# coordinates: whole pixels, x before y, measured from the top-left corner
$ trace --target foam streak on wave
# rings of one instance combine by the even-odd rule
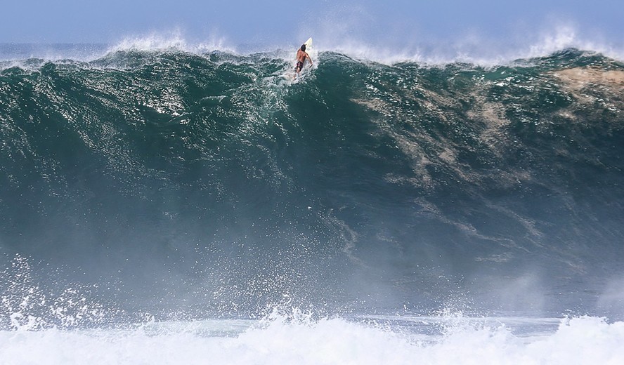
[[[457,323],[457,319],[449,321]],[[176,331],[159,330],[156,323],[123,331],[1,331],[0,360],[6,365],[207,361],[589,365],[624,361],[624,349],[619,345],[624,341],[624,323],[608,324],[592,317],[564,319],[554,332],[523,336],[514,335],[504,326],[455,326],[442,335],[431,335],[340,319],[310,321],[285,317],[256,323],[229,336],[216,336],[210,330],[229,325],[178,323]]]

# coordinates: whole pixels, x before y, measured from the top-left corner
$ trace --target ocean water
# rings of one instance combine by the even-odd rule
[[[620,364],[624,64],[0,47],[2,364]]]

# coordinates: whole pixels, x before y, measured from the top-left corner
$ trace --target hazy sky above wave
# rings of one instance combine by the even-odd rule
[[[549,39],[624,43],[621,0],[13,0],[2,8],[0,43],[117,44],[157,34],[195,44],[283,47],[311,36],[327,48],[445,46],[457,52]]]

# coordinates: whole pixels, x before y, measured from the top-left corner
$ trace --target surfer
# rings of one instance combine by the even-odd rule
[[[311,66],[312,59],[310,58],[310,55],[306,52],[306,45],[301,44],[301,48],[297,50],[297,66],[294,67],[294,79],[297,79],[297,77],[299,76],[299,72],[301,72],[301,69],[304,68],[304,63],[306,62],[306,58],[310,60],[310,65]]]

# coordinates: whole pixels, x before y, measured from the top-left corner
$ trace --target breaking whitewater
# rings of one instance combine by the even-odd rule
[[[0,362],[624,361],[619,60],[0,48]]]

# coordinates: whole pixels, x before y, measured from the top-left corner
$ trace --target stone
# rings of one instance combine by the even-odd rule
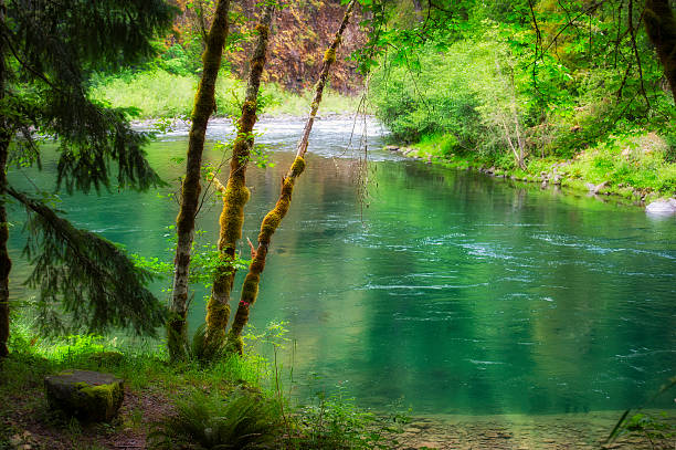
[[[587,189],[589,189],[590,193],[596,195],[601,192],[601,189],[608,186],[608,181],[603,181],[599,185],[594,185],[593,182],[588,182],[584,186],[587,186]]]
[[[676,199],[655,200],[645,207],[645,212],[655,216],[670,216],[676,213]]]
[[[108,421],[117,415],[125,396],[123,383],[92,370],[64,370],[44,378],[50,408],[85,421]]]

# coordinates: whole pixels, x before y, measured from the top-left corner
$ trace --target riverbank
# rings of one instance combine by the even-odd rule
[[[210,365],[169,364],[158,343],[122,346],[116,338],[85,335],[46,342],[21,326],[12,329],[10,352],[0,359],[2,450],[207,450],[256,435],[256,421],[265,422],[266,436],[261,438],[267,447],[252,448],[393,448],[395,438],[385,437],[385,431],[399,428],[391,418],[361,410],[349,399],[318,397],[307,405],[292,405],[281,368],[251,348],[245,356]],[[89,423],[49,407],[45,376],[73,369],[108,373],[124,380],[124,401],[112,421]],[[243,405],[228,409],[233,399],[242,398]],[[228,422],[233,416],[237,422]],[[226,441],[219,440],[221,435],[210,436],[210,427],[219,427]],[[165,432],[159,438],[171,438],[169,447],[154,435],[158,430]]]
[[[0,449],[147,449],[149,435],[168,417],[177,415],[177,399],[199,391],[226,396],[242,386],[261,398],[275,399],[264,386],[270,375],[262,375],[263,362],[256,357],[219,362],[209,368],[197,364],[170,366],[150,354],[126,355],[93,352],[76,344],[62,358],[41,358],[31,352],[14,352],[2,364],[4,383],[0,395]],[[125,379],[125,399],[110,423],[89,425],[68,419],[47,408],[45,375],[64,368],[112,373]],[[266,400],[267,401],[267,400]],[[331,400],[334,401],[334,400]],[[288,408],[288,405],[287,405]],[[277,437],[274,448],[313,449],[673,449],[674,436],[626,435],[605,444],[622,411],[571,415],[495,416],[388,416],[357,409],[352,404],[326,405],[323,412],[288,408],[277,422],[293,421],[294,440]],[[673,430],[676,416],[668,419],[661,411],[645,411],[659,417]],[[392,420],[394,418],[394,420]],[[403,422],[402,422],[403,420]],[[324,421],[324,423],[323,423]],[[308,447],[309,446],[309,447]],[[200,447],[202,448],[202,447]]]
[[[661,411],[647,411],[661,417]],[[402,449],[598,450],[673,449],[676,438],[624,436],[605,443],[622,411],[567,415],[426,416],[414,418],[398,438]],[[676,426],[676,416],[669,423]]]
[[[125,352],[115,346],[115,339],[94,336],[71,336],[47,344],[31,337],[23,327],[12,336],[12,354],[0,363],[3,450],[165,448],[152,447],[152,432],[168,418],[182,414],[181,401],[216,396],[226,402],[229,396],[241,391],[256,402],[279,407],[266,419],[274,422],[272,448],[279,449],[654,450],[676,444],[673,411],[644,410],[649,420],[606,444],[622,411],[493,416],[416,416],[413,411],[409,417],[361,410],[340,397],[293,406],[283,394],[277,367],[253,352],[210,366],[197,362],[170,365],[158,347],[137,345],[136,350]],[[113,421],[86,423],[50,410],[44,377],[74,368],[110,373],[125,380],[124,402]],[[199,425],[193,432],[198,442],[202,438]]]
[[[93,97],[114,107],[127,108],[133,118],[176,119],[189,117],[194,102],[197,75],[177,75],[161,70],[138,72],[126,76],[98,80]],[[232,74],[221,73],[215,88],[215,116],[228,117],[241,113],[245,84]],[[302,116],[313,101],[311,90],[291,92],[275,83],[263,83],[258,107],[266,115]],[[327,90],[321,101],[323,114],[344,114],[357,111],[358,96],[342,95]]]
[[[475,153],[444,151],[444,138],[433,137],[411,146],[389,145],[390,151],[429,164],[461,170],[477,170],[516,182],[542,188],[568,188],[592,196],[613,196],[637,206],[676,196],[676,164],[664,159],[666,144],[647,134],[632,142],[591,148],[571,159],[530,158],[526,168],[509,158],[487,159]]]

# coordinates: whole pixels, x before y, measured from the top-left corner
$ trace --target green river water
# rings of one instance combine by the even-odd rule
[[[372,148],[379,128],[370,124]],[[270,121],[274,150],[255,186],[244,234],[255,240],[293,158],[302,123]],[[357,127],[359,128],[359,126]],[[429,414],[554,414],[643,405],[676,370],[676,220],[642,208],[509,180],[369,155],[368,197],[346,150],[349,121],[316,124],[307,170],[275,234],[256,328],[284,321],[295,342],[295,394],[336,386],[360,405],[394,402]],[[210,143],[225,125],[210,128]],[[353,140],[360,135],[357,129]],[[148,153],[176,185],[184,130]],[[213,164],[221,155],[210,150]],[[13,172],[15,185],[53,187],[43,172]],[[30,181],[29,181],[30,179]],[[168,193],[176,188],[162,189]],[[199,219],[215,242],[220,200]],[[176,202],[157,192],[63,197],[81,227],[146,257],[165,257]],[[30,268],[12,229],[12,293]],[[247,247],[242,245],[244,255]],[[239,280],[241,280],[240,274]],[[158,295],[169,281],[154,285]],[[235,286],[239,286],[237,281]],[[198,289],[191,326],[203,321]],[[288,381],[287,381],[288,387]],[[652,406],[674,407],[674,393]]]

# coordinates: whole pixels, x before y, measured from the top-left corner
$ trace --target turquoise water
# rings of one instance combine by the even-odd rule
[[[250,171],[252,240],[300,127],[262,126],[276,166]],[[379,147],[379,128],[369,130]],[[365,198],[351,159],[361,153],[346,150],[351,132],[347,121],[317,124],[252,313],[258,329],[286,322],[297,396],[340,386],[376,409],[400,401],[416,412],[572,412],[640,406],[675,375],[676,219],[382,150],[369,156]],[[210,128],[212,139],[228,133]],[[170,158],[186,146],[179,130],[148,149],[175,185],[182,167]],[[45,160],[41,175],[11,178],[50,187],[53,171]],[[220,207],[218,198],[204,203],[204,242],[215,241]],[[157,192],[64,196],[62,208],[130,251],[170,259],[166,227],[177,205]],[[25,294],[19,282],[29,270],[18,229],[14,297]],[[167,284],[154,286],[158,295]],[[193,327],[204,293],[197,290]],[[279,357],[292,364],[288,353]],[[674,393],[653,406],[673,407]]]

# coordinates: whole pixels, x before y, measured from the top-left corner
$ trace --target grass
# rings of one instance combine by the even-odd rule
[[[553,157],[527,158],[526,170],[515,167],[509,154],[484,155],[476,151],[456,154],[455,139],[448,135],[423,136],[413,145],[411,155],[447,167],[466,169],[493,168],[496,176],[515,177],[522,181],[541,182],[542,174],[553,179],[559,174],[561,186],[589,190],[588,184],[605,182],[602,193],[649,201],[676,195],[676,164],[670,146],[654,133],[612,136],[609,140],[583,151],[572,159]]]
[[[192,75],[171,74],[162,70],[107,76],[97,81],[92,90],[94,98],[115,107],[133,108],[139,118],[167,118],[189,116],[199,79]],[[216,115],[239,113],[245,85],[229,73],[221,73],[216,84]],[[264,83],[260,103],[263,113],[271,115],[307,114],[314,93],[292,93],[278,84]],[[351,113],[357,111],[357,97],[325,92],[320,113]]]
[[[247,341],[260,338],[250,335]],[[22,444],[124,448],[128,442],[156,448],[197,442],[190,448],[198,450],[231,448],[223,442],[237,440],[241,448],[372,449],[394,442],[390,419],[359,409],[349,398],[291,405],[279,370],[253,352],[210,365],[169,364],[161,343],[92,335],[41,339],[21,318],[12,322],[10,350],[0,360],[1,450]],[[44,376],[72,368],[125,379],[125,402],[113,422],[81,423],[47,408]]]

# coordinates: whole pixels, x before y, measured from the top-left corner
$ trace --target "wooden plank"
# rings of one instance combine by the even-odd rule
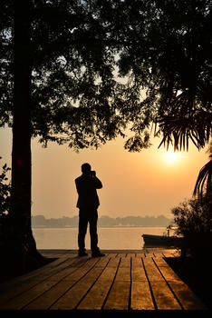
[[[96,261],[97,262],[97,261]],[[66,267],[58,267],[57,272],[54,273],[53,276],[45,277],[43,281],[34,281],[34,285],[31,286],[30,289],[25,290],[24,292],[21,291],[19,288],[19,293],[9,299],[7,302],[5,302],[1,305],[1,309],[21,309],[26,306],[29,303],[31,303],[34,299],[37,298],[39,295],[42,295],[44,292],[48,291],[53,286],[56,285],[57,283],[61,279],[65,279],[66,277],[70,277],[72,274],[79,279],[80,273],[83,275],[91,267],[91,263],[83,262],[72,263],[70,260],[69,266]]]
[[[150,290],[148,282],[140,281],[131,283],[130,309],[154,310]]]
[[[69,264],[74,262],[74,259],[69,260]],[[65,266],[67,266],[66,262],[62,262],[61,260],[59,263],[59,260],[57,260],[54,265],[46,265],[43,268],[32,272],[30,274],[20,276],[12,282],[8,282],[7,286],[4,284],[4,286],[1,286],[0,308],[5,306],[7,301],[11,300],[13,302],[13,298],[18,297],[19,294],[27,292],[39,283],[44,282],[49,277],[55,275],[56,273],[63,270]]]
[[[143,263],[157,308],[159,310],[180,310],[179,303],[164,281],[153,260],[143,258]]]
[[[154,310],[149,283],[140,257],[131,259],[130,308],[132,310]]]
[[[207,310],[207,306],[183,282],[169,281],[169,284],[174,291],[185,310]]]
[[[142,258],[148,278],[151,282],[164,281],[151,258]]]
[[[147,276],[140,257],[134,257],[131,260],[131,280],[133,282],[147,282]]]
[[[165,281],[150,282],[150,286],[159,310],[181,310]]]
[[[128,310],[130,281],[114,283],[103,309]]]
[[[47,290],[40,296],[37,295],[36,298],[34,297],[34,301],[31,302],[24,307],[24,309],[48,309],[77,282],[90,273],[91,268],[92,268],[98,262],[98,259],[92,259],[92,262],[85,263],[82,266],[76,268],[74,272],[70,273],[69,274],[66,273],[66,276],[56,284],[53,285],[51,289]],[[101,269],[101,267],[99,268]]]
[[[122,264],[121,264],[122,263]],[[130,302],[130,259],[125,257],[120,259],[120,263],[115,277],[115,281],[111,286],[103,309],[129,309]]]
[[[206,310],[205,304],[189,289],[189,287],[181,281],[177,273],[169,266],[164,259],[155,260],[157,265],[161,271],[165,280],[174,292],[181,305],[186,310]]]
[[[77,309],[101,309],[117,271],[117,266],[119,263],[117,261],[119,261],[118,258],[116,260],[115,266],[114,258],[110,260],[107,267],[103,270],[98,281],[84,297]]]
[[[102,273],[102,270],[101,267],[93,267],[89,273],[72,285],[50,309],[74,309]]]

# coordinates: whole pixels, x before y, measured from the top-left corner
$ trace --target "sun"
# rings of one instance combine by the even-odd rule
[[[178,153],[175,152],[167,152],[166,159],[169,163],[174,163],[178,159]]]

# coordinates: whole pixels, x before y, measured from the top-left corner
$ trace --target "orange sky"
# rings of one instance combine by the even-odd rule
[[[172,217],[170,209],[191,198],[198,171],[207,161],[207,147],[198,152],[190,144],[188,153],[177,153],[172,161],[163,147],[157,149],[159,138],[151,142],[150,148],[136,154],[124,150],[122,138],[97,151],[76,154],[67,145],[56,144],[44,149],[33,140],[33,214],[47,218],[77,214],[74,179],[81,174],[81,164],[88,162],[103,184],[98,191],[100,216]],[[11,166],[9,129],[0,129],[0,164],[6,162]]]

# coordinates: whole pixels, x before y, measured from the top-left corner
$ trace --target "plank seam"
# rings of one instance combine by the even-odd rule
[[[153,291],[152,291],[152,288],[151,288],[150,281],[149,281],[149,279],[148,277],[147,270],[145,268],[145,264],[144,264],[142,257],[141,257],[141,262],[142,262],[144,273],[145,273],[145,275],[147,277],[147,281],[148,281],[148,283],[149,283],[149,291],[150,291],[150,294],[151,294],[151,298],[152,298],[152,302],[153,302],[155,310],[158,310],[158,306],[157,306],[157,303],[156,303],[156,301],[155,301],[155,296],[154,296],[154,293],[153,293]]]
[[[105,299],[104,299],[104,301],[103,301],[102,306],[101,306],[101,310],[103,309],[103,307],[104,307],[104,305],[105,305],[105,303],[106,303],[106,302],[107,302],[107,300],[108,300],[109,294],[110,294],[110,293],[111,293],[111,289],[112,289],[112,286],[113,286],[113,284],[114,284],[114,282],[115,282],[116,276],[117,276],[117,273],[118,273],[118,270],[119,270],[119,267],[120,267],[120,260],[121,260],[121,257],[120,258],[120,261],[119,261],[119,263],[118,263],[118,266],[117,266],[117,269],[116,269],[116,273],[115,273],[115,274],[114,274],[114,278],[113,278],[113,280],[112,280],[112,283],[111,283],[111,287],[109,288],[109,291],[108,291],[108,293],[107,293],[107,295],[106,295],[106,297],[105,297]]]
[[[181,309],[184,310],[182,303],[180,303],[178,297],[177,296],[177,294],[175,293],[175,292],[172,290],[170,284],[169,283],[169,282],[166,280],[165,276],[163,275],[162,272],[160,271],[159,267],[158,266],[157,263],[154,261],[154,259],[152,258],[157,269],[159,270],[160,275],[163,277],[164,281],[166,282],[168,287],[169,288],[169,290],[171,291],[171,293],[173,293],[174,297],[176,298],[177,302],[178,303],[178,304],[180,305]]]
[[[75,305],[74,309],[77,309],[77,307],[80,305],[80,303],[83,301],[83,299],[86,297],[86,295],[89,293],[89,292],[91,291],[91,289],[94,286],[94,284],[96,283],[96,282],[98,281],[98,279],[100,278],[100,276],[101,275],[101,273],[103,273],[103,271],[105,270],[105,268],[107,267],[109,262],[111,261],[111,257],[110,257],[110,259],[108,260],[106,265],[103,267],[102,271],[99,273],[99,275],[97,276],[97,278],[95,279],[95,281],[92,283],[92,285],[89,287],[89,289],[87,290],[87,292],[84,293],[84,295],[81,298],[81,300],[78,302],[78,303]]]
[[[72,268],[73,268],[74,270],[72,272],[72,274],[73,273],[75,273],[76,271],[78,271],[81,267],[82,267],[87,262],[88,262],[88,261],[86,261],[85,263],[82,263],[79,267],[76,267],[76,268],[74,268],[74,267],[72,266]],[[74,263],[73,263],[73,264],[74,264]],[[64,271],[65,269],[67,269],[67,268],[69,268],[69,267],[72,267],[72,264],[71,264],[71,266],[69,265],[69,266],[66,266],[66,267],[62,268],[62,270],[61,270],[60,272],[63,272],[63,271]],[[56,273],[58,273],[58,272],[56,272]],[[87,274],[87,273],[86,273],[86,274]],[[52,274],[51,276],[47,277],[45,280],[51,279],[51,277],[52,277],[53,275],[53,274]],[[35,301],[37,298],[41,297],[41,296],[42,296],[43,293],[45,293],[46,292],[48,292],[48,291],[50,291],[51,289],[53,289],[54,286],[56,286],[58,283],[60,283],[63,279],[65,279],[65,277],[67,277],[67,276],[69,276],[69,275],[70,275],[70,273],[67,273],[66,275],[63,276],[60,280],[58,280],[57,282],[55,282],[55,283],[53,284],[49,289],[47,289],[47,290],[45,290],[43,293],[38,294],[36,297],[34,297],[33,300],[31,300],[27,304],[25,304],[24,306],[23,306],[22,309],[24,309],[25,307],[27,307],[31,303],[33,303],[34,301]],[[44,280],[44,281],[45,281],[45,280]],[[40,283],[43,283],[44,281],[39,282],[37,284],[39,284]],[[34,286],[35,286],[35,285],[34,285]],[[34,288],[34,286],[33,286],[32,288]],[[30,288],[30,289],[31,289],[31,288]],[[30,291],[30,289],[29,289],[28,291]],[[66,293],[66,292],[65,292],[65,293]],[[21,293],[20,293],[20,294],[21,294]]]

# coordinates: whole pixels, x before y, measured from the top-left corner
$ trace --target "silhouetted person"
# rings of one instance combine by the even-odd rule
[[[76,189],[79,194],[77,207],[80,209],[78,254],[79,256],[87,255],[84,239],[89,224],[92,257],[104,256],[104,254],[100,252],[98,247],[97,234],[97,209],[100,205],[100,201],[96,189],[102,188],[102,184],[101,182],[96,177],[95,171],[92,171],[92,167],[89,164],[83,164],[82,165],[82,174],[75,179]]]

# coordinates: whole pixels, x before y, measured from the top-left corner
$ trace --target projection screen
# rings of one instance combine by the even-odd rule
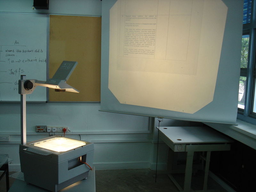
[[[243,1],[102,4],[101,110],[235,124]]]

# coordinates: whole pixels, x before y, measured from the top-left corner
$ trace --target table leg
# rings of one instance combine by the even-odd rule
[[[209,166],[210,164],[211,151],[207,151],[205,159],[205,167],[204,168],[204,180],[203,190],[207,190],[207,182],[208,180],[208,173],[209,172]]]
[[[184,181],[184,192],[189,192],[191,187],[191,177],[193,164],[194,151],[188,151],[187,153],[187,162]]]

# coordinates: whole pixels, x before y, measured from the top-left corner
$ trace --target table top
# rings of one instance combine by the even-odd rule
[[[83,180],[71,185],[59,191],[60,192],[95,192],[95,172],[94,168],[90,171],[89,177],[87,179]],[[16,179],[8,192],[49,192],[45,189],[35,185],[27,184],[24,181]]]
[[[208,127],[160,127],[174,144],[231,143],[232,140]]]

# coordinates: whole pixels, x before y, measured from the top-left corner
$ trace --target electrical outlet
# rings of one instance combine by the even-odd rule
[[[0,141],[9,141],[10,139],[10,135],[0,135]]]
[[[36,132],[46,132],[46,125],[36,125]]]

◆ TASK DETAILS ◆
Collect every line in the entries above that contains the string "table", and list those lines in their original order.

◆ OUTPUT OF THE EXERCISE ◆
$ trace --target table leg
$ trace --target table top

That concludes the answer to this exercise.